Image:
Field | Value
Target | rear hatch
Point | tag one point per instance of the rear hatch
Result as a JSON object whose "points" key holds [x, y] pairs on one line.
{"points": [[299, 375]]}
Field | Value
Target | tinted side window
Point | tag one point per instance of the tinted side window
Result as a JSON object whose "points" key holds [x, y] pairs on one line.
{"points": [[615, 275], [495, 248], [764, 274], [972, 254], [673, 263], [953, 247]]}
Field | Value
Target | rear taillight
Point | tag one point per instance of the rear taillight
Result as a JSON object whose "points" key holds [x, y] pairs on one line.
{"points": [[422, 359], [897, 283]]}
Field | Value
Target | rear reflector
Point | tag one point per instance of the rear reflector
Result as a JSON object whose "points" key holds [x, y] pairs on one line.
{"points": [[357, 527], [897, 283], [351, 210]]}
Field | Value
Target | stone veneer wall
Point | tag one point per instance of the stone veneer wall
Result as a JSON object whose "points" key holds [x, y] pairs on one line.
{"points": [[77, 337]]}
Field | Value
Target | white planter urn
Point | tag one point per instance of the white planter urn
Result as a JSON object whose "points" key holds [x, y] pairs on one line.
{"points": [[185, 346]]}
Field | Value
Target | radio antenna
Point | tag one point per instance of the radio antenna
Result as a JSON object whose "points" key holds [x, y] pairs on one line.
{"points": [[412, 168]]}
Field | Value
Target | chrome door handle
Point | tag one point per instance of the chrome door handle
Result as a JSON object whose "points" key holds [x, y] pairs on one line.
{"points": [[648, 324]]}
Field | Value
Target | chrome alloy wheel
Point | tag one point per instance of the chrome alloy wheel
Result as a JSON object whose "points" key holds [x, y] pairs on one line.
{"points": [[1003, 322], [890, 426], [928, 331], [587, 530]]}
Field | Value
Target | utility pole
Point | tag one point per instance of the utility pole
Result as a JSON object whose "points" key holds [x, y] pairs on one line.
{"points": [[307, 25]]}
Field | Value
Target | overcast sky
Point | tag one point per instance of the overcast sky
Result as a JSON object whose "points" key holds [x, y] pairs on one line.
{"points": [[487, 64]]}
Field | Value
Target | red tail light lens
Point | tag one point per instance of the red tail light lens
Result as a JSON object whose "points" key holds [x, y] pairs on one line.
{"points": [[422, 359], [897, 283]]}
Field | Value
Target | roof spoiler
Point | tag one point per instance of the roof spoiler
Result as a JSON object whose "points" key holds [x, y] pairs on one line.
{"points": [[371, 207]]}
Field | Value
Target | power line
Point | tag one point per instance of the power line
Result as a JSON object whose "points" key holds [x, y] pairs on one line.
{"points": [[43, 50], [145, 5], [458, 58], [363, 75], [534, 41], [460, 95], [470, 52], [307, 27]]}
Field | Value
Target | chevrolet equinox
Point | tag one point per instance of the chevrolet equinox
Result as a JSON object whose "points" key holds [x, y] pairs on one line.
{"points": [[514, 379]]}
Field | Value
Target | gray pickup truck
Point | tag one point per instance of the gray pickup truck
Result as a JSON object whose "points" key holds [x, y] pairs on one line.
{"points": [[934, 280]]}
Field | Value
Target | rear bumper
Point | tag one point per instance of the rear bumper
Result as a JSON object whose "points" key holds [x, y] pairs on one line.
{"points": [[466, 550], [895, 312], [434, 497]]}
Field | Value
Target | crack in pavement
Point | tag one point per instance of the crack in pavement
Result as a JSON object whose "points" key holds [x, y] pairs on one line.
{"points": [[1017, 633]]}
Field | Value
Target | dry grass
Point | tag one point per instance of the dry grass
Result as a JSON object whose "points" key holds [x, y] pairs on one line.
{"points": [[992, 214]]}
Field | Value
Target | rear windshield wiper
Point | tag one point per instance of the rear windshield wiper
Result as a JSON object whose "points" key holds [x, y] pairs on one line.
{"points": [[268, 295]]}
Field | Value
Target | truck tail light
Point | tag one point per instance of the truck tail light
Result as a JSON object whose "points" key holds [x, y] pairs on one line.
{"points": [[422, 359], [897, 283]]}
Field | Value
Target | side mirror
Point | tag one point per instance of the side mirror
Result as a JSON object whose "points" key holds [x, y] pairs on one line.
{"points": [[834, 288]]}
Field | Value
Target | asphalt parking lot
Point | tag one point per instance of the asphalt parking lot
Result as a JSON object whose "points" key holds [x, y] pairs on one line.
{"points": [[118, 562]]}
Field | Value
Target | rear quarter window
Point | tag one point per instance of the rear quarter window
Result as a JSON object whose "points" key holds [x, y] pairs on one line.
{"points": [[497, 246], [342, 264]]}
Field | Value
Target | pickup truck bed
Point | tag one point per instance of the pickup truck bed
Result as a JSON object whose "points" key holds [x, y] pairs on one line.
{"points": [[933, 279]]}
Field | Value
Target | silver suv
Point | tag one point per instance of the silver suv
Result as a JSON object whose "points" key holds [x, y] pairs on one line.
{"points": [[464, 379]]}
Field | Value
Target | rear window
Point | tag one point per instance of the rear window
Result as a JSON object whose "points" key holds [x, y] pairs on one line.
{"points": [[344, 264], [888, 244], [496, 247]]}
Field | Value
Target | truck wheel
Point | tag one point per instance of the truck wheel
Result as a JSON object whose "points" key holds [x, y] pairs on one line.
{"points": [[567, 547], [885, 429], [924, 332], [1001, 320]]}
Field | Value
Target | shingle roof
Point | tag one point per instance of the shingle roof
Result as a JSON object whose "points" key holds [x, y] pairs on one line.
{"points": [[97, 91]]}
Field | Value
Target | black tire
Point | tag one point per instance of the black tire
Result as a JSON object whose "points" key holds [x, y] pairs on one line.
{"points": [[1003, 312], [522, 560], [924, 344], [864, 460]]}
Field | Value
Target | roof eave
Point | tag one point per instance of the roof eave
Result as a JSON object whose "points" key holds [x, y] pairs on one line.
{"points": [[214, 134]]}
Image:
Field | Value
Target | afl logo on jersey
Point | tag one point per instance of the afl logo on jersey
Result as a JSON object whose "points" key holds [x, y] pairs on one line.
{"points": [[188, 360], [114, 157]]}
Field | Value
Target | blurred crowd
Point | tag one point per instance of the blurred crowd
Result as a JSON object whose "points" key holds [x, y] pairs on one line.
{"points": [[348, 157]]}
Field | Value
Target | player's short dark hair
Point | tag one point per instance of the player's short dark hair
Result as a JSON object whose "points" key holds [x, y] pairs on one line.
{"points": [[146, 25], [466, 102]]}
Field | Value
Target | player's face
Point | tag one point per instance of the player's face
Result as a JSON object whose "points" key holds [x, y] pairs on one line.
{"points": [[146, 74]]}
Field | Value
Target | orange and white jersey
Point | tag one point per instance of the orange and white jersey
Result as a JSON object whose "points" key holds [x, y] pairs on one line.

PROBLEM STATEMENT:
Write the entries again, exactly as they stand.

TASK SOLUTION:
Image:
Field | Value
Target | rear hatch
Point | tag one point per instance of the rear hatch
Result as a JSON object whose "points" key holds [x, y] pairs on one line.
{"points": [[299, 375]]}
Field | Value
Target | tinted side window
Point | tag one point per instance of the tinted side window
Result as a JSON object whose "points" key holds [x, y] pairs on one line.
{"points": [[615, 275], [495, 248], [764, 274], [972, 254], [673, 263], [953, 247]]}
Field | Value
Target | rear taillight
Point | tag one point per instance of the rear taillight
Result as a JSON object whose "points" key holds [x, y] pairs on one line.
{"points": [[422, 359], [897, 283]]}
Field | Value
Target | rear reflector
Point | tag one point per instance of the rear reflector
Result as a JSON object whose "points" key holds [x, y] pairs on one line.
{"points": [[357, 527], [897, 283], [351, 210]]}
Field | Value
Target | stone veneer wall
Point | tag one point per instance of the stone veneer wall
Result as a JSON object whose "points" key holds [x, y] pairs on one line.
{"points": [[77, 337]]}
Field | Value
Target | white planter urn
Point | tag one point per instance of the white planter urn
Result as a JSON object whose "points" key holds [x, y] pairs on one line.
{"points": [[185, 346]]}
Field | Value
Target | radio antenna
Point | tag one point per instance of the radio antenna
Result as a JSON object whose "points" key holds [x, y] pairs on one line.
{"points": [[412, 168]]}
Field | Value
Target | chrome door handle
Point | tag one point per instance of the chrome door handle
Result as a JSON object whose "points" key holds [x, y] pairs on one line.
{"points": [[648, 324]]}
Field | Value
Target | chrome alloy wheel
Point | tag one point per instance of the chrome alloy wheel
Result as a JSON object whose "points" key holds [x, y] pairs on one line.
{"points": [[1003, 322], [890, 426], [928, 331], [587, 530]]}
Field | Value
Target | utility pole
Point | tag one point per instance of the utility pole
Result as a JSON object whose "points" key holds [x, y] pairs on one line.
{"points": [[307, 25]]}
Field | Value
Target | overcast sky
Point | tag one point per instance of the overcast sky
Result as a JSON object whose "points" key holds [x, y] pairs on one line.
{"points": [[487, 64]]}
Field | Value
Target | red tail light lens
Point | tag one point per instance of the red tail light lens
Result as a JSON object whose "points" key holds [x, y] pairs on one line.
{"points": [[422, 359], [897, 283]]}
Field | Value
Target | roof spoiler
Point | tag one point per instance of the roof spoiler
Result as a JSON object whose "points" key holds [x, y] pairs on one line.
{"points": [[371, 207]]}
Field | Value
Target | power line
Point | tag one point per instance of the power line
Result as a JSON object whose "points" key holds [x, y] pairs on one line.
{"points": [[43, 50], [145, 5], [458, 58], [363, 75], [534, 41], [460, 95], [470, 52], [307, 27]]}
Field | Value
Target | chevrolet equinox
Point | tag one point per instance of the chevrolet equinox
Result as a JSON object whose "points" key holds [x, y] pairs on one line.
{"points": [[514, 379]]}
Field | Value
Target | gray pickup truck
Point | tag one point per instance of the gray pickup truck
Result as a JSON object whose "points" key holds [x, y] pairs on one line.
{"points": [[934, 280]]}
Field | Value
Target | rear bumper
Point | tag one point per instance of the rear bumper
Result as a JSON object whose "points" key holds [x, y] pairs on one line.
{"points": [[466, 550], [895, 312], [434, 497]]}
Field | Value
Target | crack in pavement
Point | tag one point per instance of the crack in pavement
Result as a JSON object whose "points" key holds [x, y] pairs on one line.
{"points": [[1017, 633]]}
Field | Value
Target | dry grass
Point | tag one point per instance of the dry grass
Result as a JSON object whose "points" key holds [x, y] pairs on one line.
{"points": [[992, 214]]}
Field | Value
Target | rear windshield wiper
Point | tag one point per instance of the rear windshield wiper
Result as a JSON object whose "points" key holds [x, y] pairs on one line.
{"points": [[268, 295]]}
Field | Value
Target | truck tail light
Point | tag one point per instance of the truck tail light
Result as a JSON object whose "points" key holds [x, y] pairs on one line.
{"points": [[422, 359], [897, 283]]}
Field | Value
Target | side mirror
Point | tag one point per instance of the side mirror
Result as a JSON object whose "points" key holds [x, y] pairs on one line.
{"points": [[834, 288]]}
Field | Value
Target | asphalt parking lot
Point | tag one point per instance of the asphalt parking lot
Result as a JSON object whose "points" key holds [x, y] pairs on one line.
{"points": [[118, 562]]}
Field | Value
Target | rear quarter window
Point | tag one point per instance of the rear quarter window
Result as a JSON object whose "points" key holds [x, y] pairs on one line.
{"points": [[497, 246], [342, 264]]}
Field | Value
Target | pickup truck bed
Point | tag one point per instance of the pickup truck bed
Result as a JSON object whose "points" key holds [x, y] pairs on one line.
{"points": [[933, 279]]}
Field | Value
Target | silver suv
Point | tag one point per instance of the silver suv
Result as a JSON object whose "points" key holds [x, y] pairs on one line.
{"points": [[464, 379]]}
Field | Value
Target | rear window
Point | tag one point per instance of the rear window
Result as a JSON object whose "points" key holds [x, y] pairs on one line.
{"points": [[344, 264], [888, 244], [496, 247]]}
Field | Value
Target | truck wheel
Point | tag one point per instance of the truck wheel
Result as a JSON object whose "points" key holds [x, y] pairs on one line.
{"points": [[567, 547], [885, 429], [924, 332], [1001, 320]]}
Field | Value
Target | shingle roof
Point | tag one point per instance of the shingle roof
Result as a JSON object whose "points" key holds [x, y] pairs on one line.
{"points": [[97, 91]]}
Field | Value
Target | black tire
Point | tag one point per instance of the black tire
Result as a JSON object whose "points" key holds [x, y] pairs on one line.
{"points": [[1003, 312], [522, 560], [924, 344], [864, 460]]}
Field | Value
Target | roof eave
Point | tag one point per instance of the roof eave
Result as a JSON object whose "points" key holds [x, y] pairs on one line.
{"points": [[214, 134]]}
Image:
Field | Value
Target | afl logo on jersey
Point | tag one point per instance of the afl logo on jersey
Result as a JSON object whose "points" key holds [x, y] pairs on one line.
{"points": [[188, 360], [114, 157]]}
Field | Value
Target | blurred crowd
Point | tag one point per instance of the blurred crowd
Result as a JSON object whose "points" key holds [x, y] pairs on one line.
{"points": [[348, 157]]}
Field | Value
Target | player's short dark hair
Point | tag one point per instance of the player's short dark hair
Result as a JSON object whose "points" key holds [x, y] pairs on one line.
{"points": [[146, 25], [466, 102]]}
Field | Value
Target | player's face
Point | tag one point per instance of the player's face
Result as a JSON object whose "points" key holds [x, y] pairs on one line.
{"points": [[146, 74]]}
Field | Value
Target | orange and white jersey
Point | tag one point per instance of the orange and white jersey
Result as a JSON object whose "points" key holds [x, y] pairs on one line.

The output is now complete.